Seçilen Metin
######

Şiddet ve Şiddetle Mücadele Çalıştayı'nda konuşan İYİ Parti lideri Müsavat Dervişoğlu, “Devleti yönetenler, toplumun huzuru ve güvenliği adına bu mücadelede öncü rolü üstlenmek zorundadır. Ancak bugün görüyoruz ki: Mevcut yasalar etkin uygulanmamakta, ceza infaz sistemindeki aksaklıklar şiddeti caydırmak yerine teşvik etmektedir” dedi.

İYİ Parti Kadın Aile ve Sosyal Hizmet Başkanlığı tarafından, 25 Kasım Kadına Yönelik Şiddete Karşı Uluslararası Mücadele Günü dolayısıyla Şiddet ve Şiddetle Mücadele Çalıştayı düzenlendi.

İYİ Parti Genel Başkanı Müsavat Dervişoğlu, çalıştayın sonuç bildirisi toplantısında konuştu.

Dervişoğlu, ''Toplumsal cinsiyet eşitliği ve farkındalık konularında gereken eğitim programları yaygınlaştırılmamıştır. Bu sorunların çözümü, güçlü bir siyasi irade ve kararlı adımlarla mümkündür. İktidara buradan bir kez daha çağrıda bulunuyoruz: Şiddetin önlenmesi, ertelenemez ve ihmale gelmez bir insanlık görevidir'' dedi.

Ekrem İmamoğlu'ndan Mansur Yavaş'la 'Birlik' Mesajı Ekrem İmamoğlu'ndan Mansur Yavaş'la 'Birlik' Mesajı

İKTİDARA TEPKİ

İktidara da tepki gösteren İYİ Parti lideri, “Devleti yönetenler, toplumun huzuru ve güvenliği adına bu mücadelede öncü rolü üstlenmek zorundadır. Ancak bugün görüyoruz ki: Mevcut yasalar etkin uygulanmamakta, ceza infaz sistemindeki aksaklıklar şiddeti caydırmak yerine teşvik etmektedir” diye konuştu.

"NORMALLEŞME EĞİLİMİ GÖSTEREN BİR VİCDAN YARASI"

Dervişoğlu şunları söyledi:

''Bu anlamlı çalıştayın kapanışında, sizlerle aynı çatı altında bulunmaktan büyük bir onur ve gurur duyuyorum. Geçen hafta iki gün boyunca, şiddetin bireyden topluma, toplumdan insanlığın geleceğine uzanan yıkıcı etkilerini tüm yönleriyle masaya yatırdık. Bilimin ışığında, vicdanın rehberliğinde ve sizlerin katkılarıyla ortaya konan çözüm önerileri, yalnızca bir çalıştay raporundan ibaret değil, geleceğimiz için takip edilecek bir yol haritasıdır. Şiddet, yalnızca bireysel bir sorun değil, toplumu derinden yaralayan ve maalesef normalleşme eğilimi gösteren bir vicdan yarasıdır.

######

Alıştırmalar
1. Çalıştay haberini "Dervişoğlu, ''Toplumsal cinsiyet" sözlerinin geçtiği yerden başlayarak "insanlık görevidir'' dedi." sözlerinden sonra durarak olduğu gibi tekrarla.
2. Çalıştay haberine göre Şiddet ve Şiddetle Mücadele Çalıştayı hangi gün dolayısıyla düzenlendi?
Sonraki satırlara gerek yoktur.

Kayıtlı Veriler
######

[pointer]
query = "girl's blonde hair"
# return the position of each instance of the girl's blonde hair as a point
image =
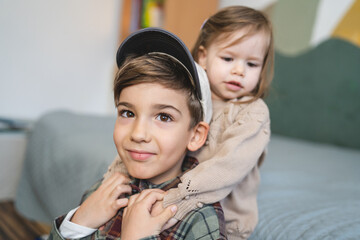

######

Cevap Anahtarı
1.
Dervişoğlu, ''Toplumsal cinsiyet eşitliği ve farkındalık konularında gereken eğitim programları yaygınlaştırılmamıştır. Bu sorunların çözümü, güçlü bir siyasi irade ve kararlı adımlarla mümkündür. İktidara buradan bir kez daha çağrıda bulunuyoruz: Şiddetin önlenmesi, ertelenemez ve ihmale gelmez bir insanlık görevidir'' dedi.

2. 25 Kasım Kadına Yönelik Şiddete Karşı Uluslararası Mücadele Günü dolayısıyla düzenlendi.